** TASK INSTRUCTIONS **
Print each line once more, unchanged, from the line holding "hair in this photo." to the end of the listing below.

** SUPPLIED MATERIAL **
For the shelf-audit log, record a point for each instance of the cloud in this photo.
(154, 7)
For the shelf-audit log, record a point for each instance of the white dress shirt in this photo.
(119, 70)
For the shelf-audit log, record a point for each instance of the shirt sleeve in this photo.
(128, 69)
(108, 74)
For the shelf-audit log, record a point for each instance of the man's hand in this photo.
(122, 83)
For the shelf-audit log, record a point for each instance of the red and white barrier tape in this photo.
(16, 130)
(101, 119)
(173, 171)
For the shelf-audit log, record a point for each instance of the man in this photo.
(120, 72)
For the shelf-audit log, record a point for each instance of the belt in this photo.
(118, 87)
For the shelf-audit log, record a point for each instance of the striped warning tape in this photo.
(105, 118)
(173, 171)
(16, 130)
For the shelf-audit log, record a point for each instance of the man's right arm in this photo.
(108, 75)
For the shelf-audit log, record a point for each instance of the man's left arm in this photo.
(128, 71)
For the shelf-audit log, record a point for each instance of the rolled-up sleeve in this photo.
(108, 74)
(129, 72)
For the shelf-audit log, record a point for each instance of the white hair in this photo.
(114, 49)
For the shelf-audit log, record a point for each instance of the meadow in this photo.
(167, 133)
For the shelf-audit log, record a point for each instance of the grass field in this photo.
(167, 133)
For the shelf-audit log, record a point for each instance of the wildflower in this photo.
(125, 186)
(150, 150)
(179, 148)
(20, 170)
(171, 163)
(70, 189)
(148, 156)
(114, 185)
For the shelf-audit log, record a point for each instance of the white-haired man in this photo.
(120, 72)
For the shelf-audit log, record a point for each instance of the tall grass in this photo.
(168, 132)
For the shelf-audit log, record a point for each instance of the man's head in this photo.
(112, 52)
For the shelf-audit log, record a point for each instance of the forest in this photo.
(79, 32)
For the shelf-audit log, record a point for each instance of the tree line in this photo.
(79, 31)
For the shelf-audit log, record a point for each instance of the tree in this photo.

** OUTPUT OF THE TASK **
For the shelf-audit log, record a point for each instance of the white hair in this photo.
(114, 49)
For the shelf-audit log, record a point for each instance of the meadow in this photo.
(167, 133)
For the shelf-audit log, record a point for each instance of the grass field in this photo.
(167, 133)
For the shelf-audit log, record a point for each instance of the wildflower in this photo.
(125, 186)
(150, 150)
(179, 148)
(20, 170)
(171, 163)
(70, 189)
(148, 156)
(114, 185)
For the shelf-audit log, record a point for each instance of the white-haired man in this photo.
(120, 72)
For the shelf-audit log, record a point for each instance of the tall grass in this photo.
(168, 132)
For the shelf-audit log, record a point for each instance of the man's head in this photo.
(112, 52)
For the shelf-audit log, record a point for each instance of the forest in this photo.
(79, 32)
For the shelf-audit log, record a point for each instance of the tree line in this photo.
(79, 31)
For the shelf-audit log, record a point for each instance of the tree in this photo.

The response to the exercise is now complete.